Top of Supplied passage

Michael Simpson wrote:
> 
> I'm wondering if there are any published "best practices" that can be
> used when converting a C++ program to Ada.  I'm not looking for an
> automatic code translator (although one that does repetitive "grunt"
> work might be nice), but rather a set of steps that have worked well
> on other projects with respect to project layout, data-types, etc.
> When searching through the archives, I saw messages from Brian Holmes
> at GTE that they had done something like this, but the link is now
> dead.  Was the GTE work ever made public, or is there anything else
> available?

I don't know of any published "best practices", but here's some
thoughts:

First off, does the code _need_ to be converted, or could an interface
wrapper to it be created that the rest of the Ada software could call? 
(This question usually comes up in this forum when one wants to convert
Ada to C++, but it's still applicable the other way around :-)

Assuming that the C++ is reasonably well designed and implemented...

Bottom of Supplied passage
Top of Source material

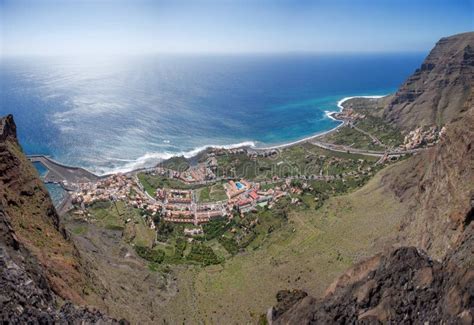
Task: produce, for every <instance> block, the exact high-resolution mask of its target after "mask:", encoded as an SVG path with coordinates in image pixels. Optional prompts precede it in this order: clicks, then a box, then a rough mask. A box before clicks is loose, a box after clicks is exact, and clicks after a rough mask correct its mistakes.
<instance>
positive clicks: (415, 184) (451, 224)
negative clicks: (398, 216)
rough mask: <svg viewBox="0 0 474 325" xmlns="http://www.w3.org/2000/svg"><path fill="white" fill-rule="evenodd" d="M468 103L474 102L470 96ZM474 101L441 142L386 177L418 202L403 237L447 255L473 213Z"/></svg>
mask: <svg viewBox="0 0 474 325" xmlns="http://www.w3.org/2000/svg"><path fill="white" fill-rule="evenodd" d="M467 105H472V101H468V102H467ZM473 150H474V107H472V106H471V108H469V109H468V111H467V112H466V113H465V114H464V116H463V117H462V118H460V119H459V120H458V121H455V122H453V123H451V124H449V125H448V126H447V132H446V135H445V136H444V137H443V138H442V139H441V141H440V143H439V144H438V145H437V146H435V147H433V148H431V149H428V150H427V151H425V152H423V153H421V154H419V155H416V156H414V157H412V158H410V159H408V160H407V161H405V162H404V163H403V164H400V165H399V166H397V168H394V169H393V171H392V172H391V173H390V174H387V175H386V176H385V177H384V179H383V182H384V183H385V184H386V186H388V187H389V188H390V189H392V190H393V191H395V193H397V195H398V196H399V197H400V200H401V201H402V202H404V204H409V205H411V206H412V209H411V212H410V214H409V215H407V216H406V218H404V221H403V222H402V225H401V229H400V230H401V232H400V236H399V237H400V242H401V243H402V244H405V245H414V246H417V247H420V248H422V249H424V250H426V251H427V252H429V254H430V255H431V256H433V257H434V258H438V259H441V258H442V257H443V256H444V255H445V254H446V252H447V251H448V250H449V249H450V248H451V247H453V245H454V244H455V243H456V242H457V240H458V239H459V237H460V236H461V234H462V233H463V231H464V229H465V227H466V225H467V224H469V222H470V220H469V218H470V217H469V216H470V215H472V212H471V211H472V209H473V207H472V200H473V197H474V185H473V184H474V172H473V168H474V167H473V164H472V162H473V161H474V154H473Z"/></svg>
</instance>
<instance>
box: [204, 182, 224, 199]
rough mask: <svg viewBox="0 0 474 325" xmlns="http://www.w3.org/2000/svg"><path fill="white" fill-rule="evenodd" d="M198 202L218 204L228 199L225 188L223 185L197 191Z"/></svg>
mask: <svg viewBox="0 0 474 325" xmlns="http://www.w3.org/2000/svg"><path fill="white" fill-rule="evenodd" d="M197 197H198V201H199V202H202V203H205V202H216V201H222V200H226V199H227V195H226V194H225V190H224V186H223V185H222V184H221V183H218V184H214V185H209V186H205V187H202V188H200V189H198V190H197Z"/></svg>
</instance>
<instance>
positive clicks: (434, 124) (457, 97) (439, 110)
mask: <svg viewBox="0 0 474 325" xmlns="http://www.w3.org/2000/svg"><path fill="white" fill-rule="evenodd" d="M473 80H474V32H470V33H464V34H458V35H454V36H450V37H446V38H442V39H441V40H440V41H439V42H438V43H437V44H436V46H435V47H434V48H433V50H432V51H431V52H430V54H429V55H428V57H427V58H426V59H425V61H424V62H423V64H422V65H421V67H420V68H419V69H417V70H416V71H415V73H414V74H413V75H412V76H410V77H409V78H408V79H407V81H405V83H404V84H403V85H402V86H401V87H400V89H399V90H398V91H397V92H396V94H395V95H394V96H393V97H392V98H391V101H390V102H389V104H388V106H387V107H386V108H385V110H384V113H383V115H384V118H385V119H386V120H387V121H389V122H390V123H395V124H396V125H397V126H398V127H399V128H400V129H402V130H408V131H411V130H413V129H415V128H416V127H419V126H431V125H437V126H442V125H444V124H446V123H449V122H452V121H453V120H455V119H456V118H458V117H459V116H460V115H462V114H463V112H464V108H465V105H464V104H465V102H466V101H467V99H468V97H469V96H470V92H471V87H472V84H473Z"/></svg>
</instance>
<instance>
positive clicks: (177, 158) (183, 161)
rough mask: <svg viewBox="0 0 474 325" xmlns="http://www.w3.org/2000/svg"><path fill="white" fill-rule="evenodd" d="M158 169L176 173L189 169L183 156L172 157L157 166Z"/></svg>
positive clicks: (162, 162)
mask: <svg viewBox="0 0 474 325" xmlns="http://www.w3.org/2000/svg"><path fill="white" fill-rule="evenodd" d="M159 166H160V167H163V168H167V169H172V170H176V171H178V172H184V171H186V170H187V169H188V168H189V162H188V160H187V159H186V158H184V157H183V156H180V157H172V158H170V159H167V160H165V161H163V162H161V163H160V164H159Z"/></svg>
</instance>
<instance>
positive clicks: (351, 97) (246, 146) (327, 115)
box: [30, 95, 387, 178]
mask: <svg viewBox="0 0 474 325" xmlns="http://www.w3.org/2000/svg"><path fill="white" fill-rule="evenodd" d="M385 96H387V95H369V96H350V97H344V98H342V99H340V100H339V101H338V102H337V104H336V105H337V107H338V108H339V111H325V112H324V113H325V115H326V117H327V118H330V119H332V120H334V121H338V122H340V123H339V124H338V125H337V126H335V127H334V128H332V129H330V130H327V131H322V132H318V133H316V134H313V135H310V136H308V137H305V138H302V139H300V140H296V141H292V142H287V143H282V144H277V145H273V146H268V147H256V146H255V141H244V142H240V143H236V144H229V145H205V146H201V147H197V148H195V149H192V150H190V151H188V152H179V153H176V154H167V153H145V154H144V155H143V156H141V157H139V158H137V159H136V160H134V163H135V164H138V163H139V161H140V160H141V159H143V160H146V159H150V158H151V159H153V156H162V157H163V156H166V158H158V157H157V158H156V159H157V160H158V159H161V160H159V161H155V162H154V164H153V166H151V165H150V166H146V162H143V164H144V165H143V166H140V167H132V168H130V169H127V168H126V167H122V168H116V169H112V170H111V171H108V172H105V173H102V174H96V173H95V172H92V171H90V170H89V169H87V168H84V167H77V166H68V165H65V164H62V163H60V164H61V165H63V166H65V167H68V168H81V169H83V170H86V171H87V172H89V173H91V174H93V175H95V176H97V177H99V178H103V177H107V176H110V175H114V174H118V173H122V174H132V173H136V172H139V171H143V170H147V169H150V168H154V167H155V166H157V165H158V164H160V163H161V162H163V161H165V160H168V159H171V158H175V157H185V158H186V159H192V158H194V157H196V156H198V155H199V154H201V153H202V152H204V151H206V150H208V149H211V148H215V149H225V150H231V149H247V150H250V151H254V152H262V151H266V150H277V149H284V148H288V147H291V146H295V145H298V144H301V143H305V142H308V141H311V140H314V139H317V138H319V137H322V136H324V135H327V134H329V133H331V132H335V131H336V130H338V129H339V128H340V127H342V126H344V125H346V123H345V122H344V121H342V120H339V119H337V118H335V117H334V116H333V115H334V114H336V113H340V112H342V110H343V109H344V107H343V106H342V105H343V104H344V103H345V102H346V101H348V100H350V99H353V98H371V99H377V98H382V97H385ZM30 156H43V157H45V158H47V159H49V160H52V161H53V162H55V163H58V162H56V161H54V160H53V159H52V158H51V157H47V156H46V155H40V154H36V155H30ZM143 157H144V158H143Z"/></svg>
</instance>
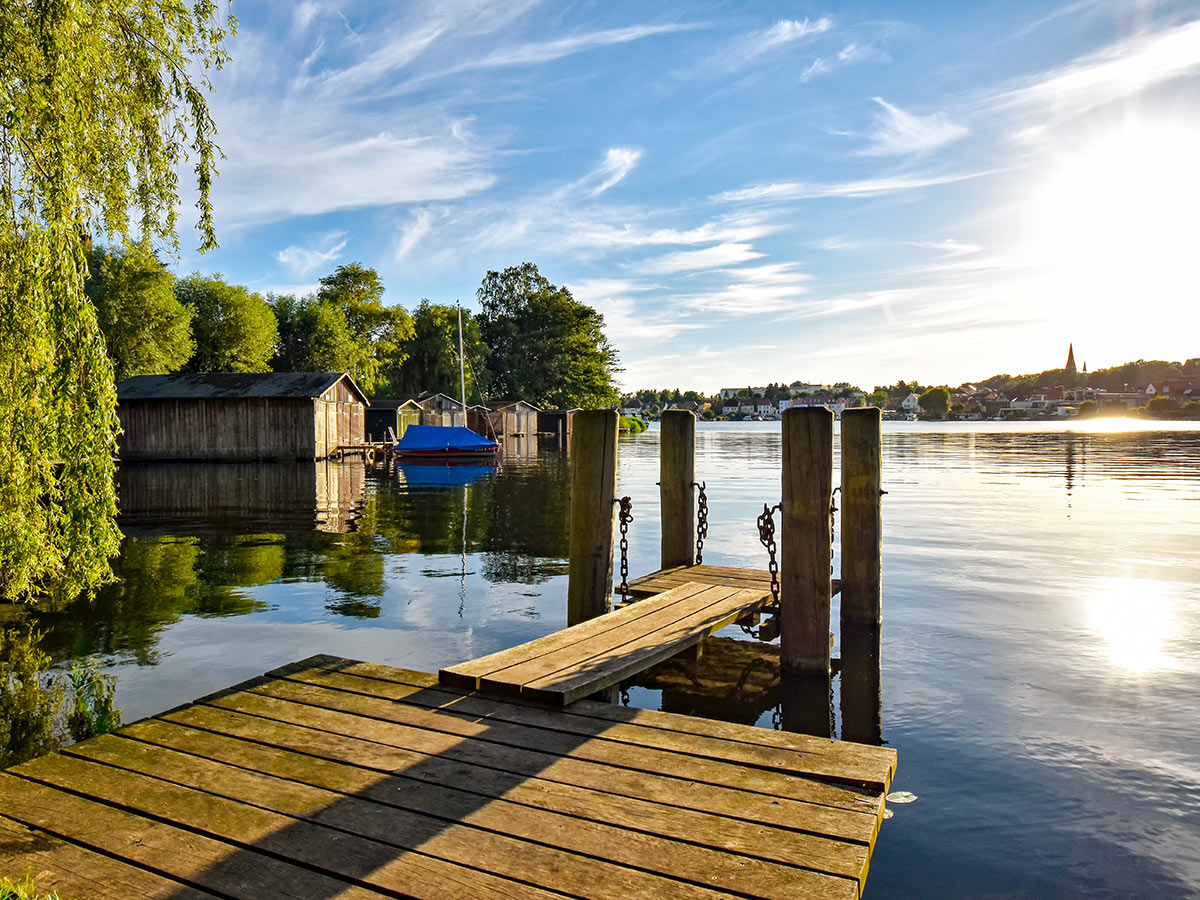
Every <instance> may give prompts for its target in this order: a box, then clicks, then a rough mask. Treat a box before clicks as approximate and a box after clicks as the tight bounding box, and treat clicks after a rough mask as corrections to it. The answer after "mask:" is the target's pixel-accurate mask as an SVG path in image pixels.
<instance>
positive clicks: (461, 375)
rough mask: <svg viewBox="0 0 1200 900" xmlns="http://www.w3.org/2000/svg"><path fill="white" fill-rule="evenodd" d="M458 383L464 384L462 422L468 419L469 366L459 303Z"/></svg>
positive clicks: (461, 306)
mask: <svg viewBox="0 0 1200 900" xmlns="http://www.w3.org/2000/svg"><path fill="white" fill-rule="evenodd" d="M458 384H460V385H461V386H462V424H463V425H469V424H468V421H467V368H466V365H464V362H463V354H462V304H458Z"/></svg>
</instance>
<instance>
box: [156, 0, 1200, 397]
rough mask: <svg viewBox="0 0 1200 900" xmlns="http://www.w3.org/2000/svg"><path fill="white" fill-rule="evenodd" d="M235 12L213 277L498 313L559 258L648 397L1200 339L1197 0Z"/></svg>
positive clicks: (941, 366)
mask: <svg viewBox="0 0 1200 900" xmlns="http://www.w3.org/2000/svg"><path fill="white" fill-rule="evenodd" d="M234 13H235V14H236V16H238V18H239V26H238V34H236V36H235V37H233V38H230V41H229V42H228V49H229V52H230V53H232V55H233V61H232V62H230V64H228V65H227V66H226V67H224V68H223V70H222V71H220V72H216V73H215V74H214V78H212V82H214V89H215V94H214V96H212V98H211V106H212V112H214V116H215V119H216V122H217V128H218V137H217V143H218V144H220V145H221V148H222V151H223V152H224V156H226V158H224V160H223V161H222V162H221V164H220V170H221V175H220V178H218V180H217V181H216V184H215V187H214V193H212V199H214V204H215V208H216V226H217V239H218V241H220V244H221V247H220V248H218V250H216V251H211V252H209V253H206V254H203V256H200V254H198V253H196V252H193V251H192V250H191V248H192V247H194V246H196V245H197V244H198V242H199V241H198V238H197V236H196V235H194V233H193V232H190V230H187V228H186V226H185V228H184V230H182V233H181V239H182V250H181V252H180V253H179V256H178V258H176V260H175V263H176V265H178V269H179V270H180V271H181V272H190V271H193V270H199V271H204V272H221V274H223V275H224V277H226V278H228V280H230V281H234V282H238V283H244V284H246V286H247V287H250V288H252V289H254V290H259V292H276V293H301V294H302V293H307V292H310V290H312V289H314V287H316V286H317V283H318V281H319V278H320V277H322V276H323V275H328V274H329V272H331V271H334V269H336V266H338V265H342V264H346V263H350V262H360V263H362V264H364V265H368V266H372V268H374V269H376V270H378V272H379V274H380V276H382V278H383V281H384V284H385V286H386V294H385V298H384V299H385V301H386V302H389V304H400V305H402V306H404V307H406V308H409V310H410V308H413V307H414V306H415V305H416V304H418V302H419V301H420V300H421V299H428V300H431V301H433V302H446V304H452V302H455V301H461V302H462V304H463V305H464V307H466V308H472V310H475V308H478V302H476V299H475V292H476V289H478V287H479V284H480V282H481V280H482V277H484V275H485V274H486V272H487V271H488V270H499V269H504V268H506V266H510V265H517V264H520V263H522V262H526V260H529V262H533V263H535V264H536V265H538V266H539V269H540V271H541V274H542V275H544V276H546V277H547V278H550V280H551V281H552V282H553V283H556V284H564V286H566V287H568V288H569V289H570V290H571V293H572V294H574V296H575V298H576V299H578V300H581V301H583V302H587V304H588V305H590V306H593V307H595V308H596V310H598V311H600V312H601V313H602V314H604V317H605V322H606V332H607V335H608V338H610V341H611V343H612V344H613V346H614V347H616V348H617V350H618V352H619V354H620V366H622V371H620V372H619V374H618V383H619V384H620V385H622V386H623V388H625V389H637V388H682V389H684V390H688V389H695V390H701V391H706V392H712V391H715V390H718V389H720V388H722V386H738V385H743V386H744V385H751V384H752V385H762V384H767V383H770V382H794V380H803V382H809V383H834V382H851V383H853V384H857V385H859V386H863V388H868V389H869V388H871V386H874V385H877V384H890V383H894V382H895V380H898V379H901V378H902V379H907V380H913V379H914V380H918V382H920V383H923V384H941V383H946V384H950V385H956V384H959V383H961V382H966V380H973V379H982V378H986V377H989V376H992V374H997V373H1001V372H1009V373H1014V374H1016V373H1024V372H1038V371H1042V370H1045V368H1052V367H1056V366H1062V365H1063V362H1064V361H1066V356H1067V347H1068V343H1072V342H1073V343H1074V347H1075V358H1076V360H1078V361H1079V362H1080V364H1084V362H1086V364H1087V365H1088V367H1090V368H1093V370H1094V368H1099V367H1104V366H1110V365H1118V364H1121V362H1124V361H1128V360H1132V359H1139V358H1142V359H1175V360H1181V361H1182V360H1183V359H1186V358H1189V356H1200V338H1198V335H1200V250H1198V248H1200V166H1198V161H1200V7H1198V6H1196V4H1195V2H1163V4H1153V2H1120V1H1116V0H1111V1H1109V2H1094V1H1092V0H1075V1H1073V2H1019V1H1014V0H1006V1H1003V2H1000V1H996V2H991V1H988V2H970V4H942V2H887V4H884V2H878V0H876V1H875V2H853V1H852V2H838V4H827V5H822V4H809V2H746V1H745V0H742V1H738V2H671V1H670V0H661V1H656V2H653V4H647V2H623V1H622V0H604V1H602V2H563V1H560V0H546V1H545V2H538V1H536V0H461V1H460V2H449V1H443V2H422V1H421V0H406V2H402V4H401V2H391V1H379V2H353V1H347V2H332V1H328V2H326V1H323V0H302V1H299V2H296V1H295V0H288V1H287V2H272V1H269V0H263V1H256V2H245V4H235V5H234ZM185 180H186V178H185ZM191 199H193V198H188V197H187V196H186V192H185V200H184V202H185V209H190V206H188V205H186V204H190V202H191ZM186 216H187V214H186V212H185V218H186ZM193 221H194V218H193Z"/></svg>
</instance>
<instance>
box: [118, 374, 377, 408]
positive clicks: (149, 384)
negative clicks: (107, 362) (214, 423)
mask: <svg viewBox="0 0 1200 900" xmlns="http://www.w3.org/2000/svg"><path fill="white" fill-rule="evenodd" d="M343 378H344V379H346V383H347V385H348V386H349V388H350V390H352V391H353V392H354V394H355V395H358V397H359V398H360V400H361V401H362V402H364V403H367V402H368V401H367V396H366V395H365V394H364V392H362V390H361V389H360V388H359V386H358V385H356V384H355V383H354V379H353V378H350V376H349V374H348V373H346V372H245V373H232V372H221V373H211V374H173V376H133V377H132V378H126V379H125V380H124V382H121V383H120V384H118V385H116V400H118V401H119V402H120V401H127V400H241V398H244V397H295V398H316V397H319V396H322V395H323V394H325V391H328V390H329V389H330V388H332V386H334V385H335V384H337V383H338V382H340V380H342V379H343Z"/></svg>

Bottom of Source material

Exercises »
• 1. Please reproduce the C++-to-Ada conversion post from "I don't know" up to and including "designed and implemented...".
• 2. Collect every line of the entries that holds the string "negative", matching case exactly.

Answers by item number »
• 1.
I don't know of any published "best practices", but here's some
thoughts:

First off, does the code _need_ to be converted, or could an interface
wrapper to it be created that the rest of the Ada software could call? 
(This question usually comes up in this forum when one wants to convert
Ada to C++, but it's still applicable the other way around :-)

Assuming that the C++ is reasonably well designed and implemented...

• 2.
negative clicks: (398, 216)
negative clicks: (107, 362) (214, 423)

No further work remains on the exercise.